TSA offers tips for flying during pandemic

TSA offers tips for flying during pandemic

As the number of travelers choosing to fly has plunged, individuals continue to use air travel as a means to get from point A to point B. As a result, the Transportation Security Administration has issued a number of tips for travelers who must fly:

• Bring hand sanitizer with you — TSA is allowing one liquid hand sanitizer container, up to 12 ounces, per passenger in carry-on bags. Since the containers exceed the standard 3.4-ounce allowance, they will need to be screened separately and will add some time to the checkpoint screening experience. All other liquids must adhere to the typical allowance.
• Bring alcohol or anti-bacterial wipes with you — TSA said travelers are allowed to bring individually-packaged alcohol or anti-bacterial wipes in carry-on or checked bags. Jumbo containers of hand wipes also are allowed in carry-on and checked luggage.
• Wear a mask – Travelers are allowed to wear masks during the security screening processing, but a TSA officer may ask the traveler to adjust the mask to visually confirm their identity during the document checking process.

- **Work item**: Carry on the piece about TSA's tips for flying during the pandemic, picking up after the tip on wearing a mask.

- **Information supplied**:
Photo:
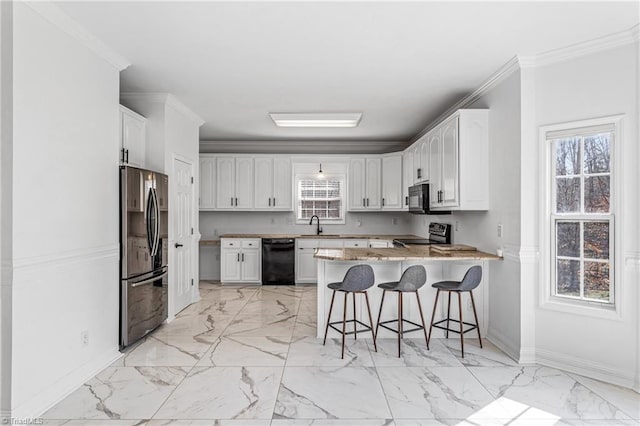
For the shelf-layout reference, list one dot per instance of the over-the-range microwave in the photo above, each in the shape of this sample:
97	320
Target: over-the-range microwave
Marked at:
419	200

- **Response to this exercise**:
• Don’t panic if your license expired on or after March 1 — If you were unable to renew your driver’s license or other state-issued identification after March 1, you are allowed to use it as acceptable identification at the security checkpoint. TSA will accept expired IDs a year after expiration or for 60 days during the pandemic. In addition, the Department of Homeland Security has announced an extension of time to obtain the REAL ID-compliant driver’s license until Oct. 1, 2021.
• Place items you would typically carry in your pockets in your carry-on bag — Before going through the TSA checkpoint, place items from your pockets into your carry-on to avoid putting them in the bins.
• Continue to wash your hands — TSA recommends washing your hands before and after going through the security checkpoint.

Experts say passenger traffic likely will decline by nearly 40 percent as a result of the COVID-19 pandemic, with revenue expected to contract by $77 billion in 2020.